### What to do:
From the records below, pick out and copy every line that contains the word "shirt". Case counts.

[Entries drawn from a collection]
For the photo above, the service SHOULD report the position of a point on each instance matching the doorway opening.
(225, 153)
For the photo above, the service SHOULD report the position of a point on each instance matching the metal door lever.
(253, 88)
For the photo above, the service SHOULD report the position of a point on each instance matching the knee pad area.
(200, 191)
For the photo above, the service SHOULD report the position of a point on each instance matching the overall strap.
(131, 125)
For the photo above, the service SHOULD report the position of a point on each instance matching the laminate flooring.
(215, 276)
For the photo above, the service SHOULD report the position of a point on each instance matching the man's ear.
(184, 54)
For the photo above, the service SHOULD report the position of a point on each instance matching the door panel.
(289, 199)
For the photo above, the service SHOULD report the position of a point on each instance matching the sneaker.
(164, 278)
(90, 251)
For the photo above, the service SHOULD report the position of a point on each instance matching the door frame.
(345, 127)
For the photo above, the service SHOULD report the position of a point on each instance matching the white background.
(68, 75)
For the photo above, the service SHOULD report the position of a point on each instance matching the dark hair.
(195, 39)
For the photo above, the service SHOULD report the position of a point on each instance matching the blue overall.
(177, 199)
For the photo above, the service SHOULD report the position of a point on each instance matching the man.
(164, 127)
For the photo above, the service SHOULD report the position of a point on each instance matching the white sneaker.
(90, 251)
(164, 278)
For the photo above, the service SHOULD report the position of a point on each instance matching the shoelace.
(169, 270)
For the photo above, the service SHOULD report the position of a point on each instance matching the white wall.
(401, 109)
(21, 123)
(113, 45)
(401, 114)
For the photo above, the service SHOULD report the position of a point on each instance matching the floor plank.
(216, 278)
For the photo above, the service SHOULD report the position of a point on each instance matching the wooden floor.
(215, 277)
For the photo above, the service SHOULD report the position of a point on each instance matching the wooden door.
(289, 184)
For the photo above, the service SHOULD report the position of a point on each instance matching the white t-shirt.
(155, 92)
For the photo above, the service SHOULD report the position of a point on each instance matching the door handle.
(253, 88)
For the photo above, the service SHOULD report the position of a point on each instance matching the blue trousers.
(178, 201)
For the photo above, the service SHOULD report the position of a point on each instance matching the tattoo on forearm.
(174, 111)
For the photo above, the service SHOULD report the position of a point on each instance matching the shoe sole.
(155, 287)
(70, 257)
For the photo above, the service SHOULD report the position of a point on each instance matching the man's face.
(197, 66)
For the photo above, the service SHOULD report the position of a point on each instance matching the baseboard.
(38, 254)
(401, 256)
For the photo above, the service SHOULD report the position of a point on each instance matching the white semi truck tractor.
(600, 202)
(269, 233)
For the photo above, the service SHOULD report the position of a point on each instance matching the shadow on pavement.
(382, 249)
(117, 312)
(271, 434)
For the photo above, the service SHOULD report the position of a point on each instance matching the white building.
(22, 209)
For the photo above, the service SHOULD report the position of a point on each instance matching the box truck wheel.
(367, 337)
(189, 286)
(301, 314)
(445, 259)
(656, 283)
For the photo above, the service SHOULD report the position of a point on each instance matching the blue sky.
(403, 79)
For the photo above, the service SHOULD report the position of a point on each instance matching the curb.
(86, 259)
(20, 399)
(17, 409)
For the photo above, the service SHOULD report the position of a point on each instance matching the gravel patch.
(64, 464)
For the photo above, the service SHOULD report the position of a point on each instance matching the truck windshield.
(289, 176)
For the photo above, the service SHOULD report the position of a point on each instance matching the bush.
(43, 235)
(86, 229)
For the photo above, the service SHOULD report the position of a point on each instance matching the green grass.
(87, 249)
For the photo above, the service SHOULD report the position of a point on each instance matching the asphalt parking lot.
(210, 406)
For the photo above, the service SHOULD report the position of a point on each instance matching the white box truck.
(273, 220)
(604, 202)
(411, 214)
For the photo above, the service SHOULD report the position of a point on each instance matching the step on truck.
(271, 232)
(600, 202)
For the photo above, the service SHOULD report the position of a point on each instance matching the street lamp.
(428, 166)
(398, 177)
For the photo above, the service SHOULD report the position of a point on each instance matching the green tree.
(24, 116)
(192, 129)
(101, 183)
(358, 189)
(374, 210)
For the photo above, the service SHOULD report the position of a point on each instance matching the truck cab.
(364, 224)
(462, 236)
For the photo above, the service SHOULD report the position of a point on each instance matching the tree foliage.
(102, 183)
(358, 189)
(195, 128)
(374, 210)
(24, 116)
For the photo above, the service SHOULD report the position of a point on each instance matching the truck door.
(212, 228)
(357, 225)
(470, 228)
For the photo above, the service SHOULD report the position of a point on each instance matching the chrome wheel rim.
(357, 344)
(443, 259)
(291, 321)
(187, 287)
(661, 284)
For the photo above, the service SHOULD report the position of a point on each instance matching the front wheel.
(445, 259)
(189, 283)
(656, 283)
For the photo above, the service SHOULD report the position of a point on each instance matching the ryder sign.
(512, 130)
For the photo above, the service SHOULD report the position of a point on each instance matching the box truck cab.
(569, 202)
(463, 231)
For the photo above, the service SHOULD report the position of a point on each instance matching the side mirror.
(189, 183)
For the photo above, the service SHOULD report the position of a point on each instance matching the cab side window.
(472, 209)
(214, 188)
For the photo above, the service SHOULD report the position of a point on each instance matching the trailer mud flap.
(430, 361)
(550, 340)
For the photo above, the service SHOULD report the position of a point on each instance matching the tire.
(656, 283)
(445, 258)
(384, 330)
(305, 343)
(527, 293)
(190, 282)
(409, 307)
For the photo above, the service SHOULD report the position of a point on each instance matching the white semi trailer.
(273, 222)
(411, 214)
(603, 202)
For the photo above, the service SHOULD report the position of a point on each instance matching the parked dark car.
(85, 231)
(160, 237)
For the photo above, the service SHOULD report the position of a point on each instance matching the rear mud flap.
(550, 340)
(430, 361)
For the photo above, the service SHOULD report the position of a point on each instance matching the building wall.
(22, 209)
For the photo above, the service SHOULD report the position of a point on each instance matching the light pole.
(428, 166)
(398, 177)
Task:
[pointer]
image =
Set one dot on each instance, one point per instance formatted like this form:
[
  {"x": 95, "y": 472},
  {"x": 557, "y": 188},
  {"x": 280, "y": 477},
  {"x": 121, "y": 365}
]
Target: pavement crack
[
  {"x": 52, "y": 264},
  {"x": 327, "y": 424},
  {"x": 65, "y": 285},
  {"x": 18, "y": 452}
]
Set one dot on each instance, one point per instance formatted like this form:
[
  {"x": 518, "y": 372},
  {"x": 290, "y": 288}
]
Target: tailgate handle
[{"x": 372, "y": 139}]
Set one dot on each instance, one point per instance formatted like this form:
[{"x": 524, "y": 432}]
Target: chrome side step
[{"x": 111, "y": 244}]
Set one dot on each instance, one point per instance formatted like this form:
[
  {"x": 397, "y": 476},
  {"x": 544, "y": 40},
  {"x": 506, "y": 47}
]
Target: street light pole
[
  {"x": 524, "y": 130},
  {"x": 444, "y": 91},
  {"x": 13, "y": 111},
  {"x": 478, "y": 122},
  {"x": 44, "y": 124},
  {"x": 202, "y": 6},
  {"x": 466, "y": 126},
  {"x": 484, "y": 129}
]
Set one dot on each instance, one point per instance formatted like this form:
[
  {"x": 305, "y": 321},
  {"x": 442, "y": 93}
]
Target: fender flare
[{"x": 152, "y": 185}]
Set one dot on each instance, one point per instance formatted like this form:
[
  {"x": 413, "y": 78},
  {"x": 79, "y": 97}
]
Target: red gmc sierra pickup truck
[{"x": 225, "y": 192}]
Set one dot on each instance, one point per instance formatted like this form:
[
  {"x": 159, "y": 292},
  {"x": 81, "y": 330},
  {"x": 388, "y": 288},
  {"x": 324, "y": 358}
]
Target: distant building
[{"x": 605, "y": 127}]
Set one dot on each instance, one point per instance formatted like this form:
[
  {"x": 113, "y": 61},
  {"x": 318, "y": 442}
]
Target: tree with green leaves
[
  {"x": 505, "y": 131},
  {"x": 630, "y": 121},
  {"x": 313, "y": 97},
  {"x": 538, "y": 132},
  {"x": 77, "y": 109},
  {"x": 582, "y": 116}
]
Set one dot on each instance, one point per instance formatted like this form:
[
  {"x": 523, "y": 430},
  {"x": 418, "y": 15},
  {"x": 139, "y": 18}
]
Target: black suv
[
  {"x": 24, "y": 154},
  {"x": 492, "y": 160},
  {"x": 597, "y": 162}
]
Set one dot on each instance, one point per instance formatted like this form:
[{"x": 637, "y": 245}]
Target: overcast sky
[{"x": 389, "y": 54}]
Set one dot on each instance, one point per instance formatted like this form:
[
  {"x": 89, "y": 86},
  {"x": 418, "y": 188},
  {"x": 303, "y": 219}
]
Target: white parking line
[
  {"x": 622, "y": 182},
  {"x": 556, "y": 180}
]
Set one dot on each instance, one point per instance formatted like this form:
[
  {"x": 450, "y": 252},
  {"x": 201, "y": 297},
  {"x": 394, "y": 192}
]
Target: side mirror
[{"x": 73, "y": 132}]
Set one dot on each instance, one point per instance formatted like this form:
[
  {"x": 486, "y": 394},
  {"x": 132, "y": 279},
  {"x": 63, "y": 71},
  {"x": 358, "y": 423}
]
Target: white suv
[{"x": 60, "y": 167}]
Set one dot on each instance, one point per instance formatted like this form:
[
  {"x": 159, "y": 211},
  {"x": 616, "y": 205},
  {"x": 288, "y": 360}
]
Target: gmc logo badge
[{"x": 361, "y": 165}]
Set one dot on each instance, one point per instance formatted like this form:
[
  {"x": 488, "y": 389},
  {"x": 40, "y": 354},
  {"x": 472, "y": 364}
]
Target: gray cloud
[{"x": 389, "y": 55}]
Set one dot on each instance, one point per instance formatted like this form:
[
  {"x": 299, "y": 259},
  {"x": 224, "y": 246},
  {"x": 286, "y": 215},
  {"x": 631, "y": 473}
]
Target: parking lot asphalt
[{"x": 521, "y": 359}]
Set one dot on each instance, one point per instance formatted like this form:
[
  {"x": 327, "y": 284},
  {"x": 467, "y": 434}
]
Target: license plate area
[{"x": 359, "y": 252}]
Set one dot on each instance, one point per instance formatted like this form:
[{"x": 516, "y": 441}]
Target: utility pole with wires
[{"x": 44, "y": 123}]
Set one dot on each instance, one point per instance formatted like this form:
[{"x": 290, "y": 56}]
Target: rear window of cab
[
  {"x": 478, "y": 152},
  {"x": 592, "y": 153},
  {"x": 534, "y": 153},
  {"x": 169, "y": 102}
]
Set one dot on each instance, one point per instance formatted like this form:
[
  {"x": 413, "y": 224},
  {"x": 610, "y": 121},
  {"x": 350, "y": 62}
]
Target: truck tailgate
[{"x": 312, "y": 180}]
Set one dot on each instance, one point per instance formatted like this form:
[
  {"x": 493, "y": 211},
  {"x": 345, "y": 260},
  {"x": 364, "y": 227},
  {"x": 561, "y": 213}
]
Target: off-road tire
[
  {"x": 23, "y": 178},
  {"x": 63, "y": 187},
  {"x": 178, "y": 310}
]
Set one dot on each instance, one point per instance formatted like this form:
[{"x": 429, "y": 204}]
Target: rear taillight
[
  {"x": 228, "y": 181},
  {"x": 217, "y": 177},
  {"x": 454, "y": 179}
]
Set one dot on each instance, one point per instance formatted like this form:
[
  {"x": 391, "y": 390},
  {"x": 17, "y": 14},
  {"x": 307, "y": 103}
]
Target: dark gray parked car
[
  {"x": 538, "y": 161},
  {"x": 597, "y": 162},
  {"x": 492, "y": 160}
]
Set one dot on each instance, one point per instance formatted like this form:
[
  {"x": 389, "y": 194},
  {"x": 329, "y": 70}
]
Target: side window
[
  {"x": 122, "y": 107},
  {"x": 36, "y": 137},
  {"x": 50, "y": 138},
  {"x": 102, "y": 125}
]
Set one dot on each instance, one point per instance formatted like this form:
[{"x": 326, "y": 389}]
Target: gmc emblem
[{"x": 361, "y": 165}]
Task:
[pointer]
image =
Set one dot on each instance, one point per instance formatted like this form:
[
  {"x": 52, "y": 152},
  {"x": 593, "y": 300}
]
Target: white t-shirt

### Finished exercise:
For the photo above, the service SHOULD report the position of a point on each instance matching the white t-shirt.
Target: white t-shirt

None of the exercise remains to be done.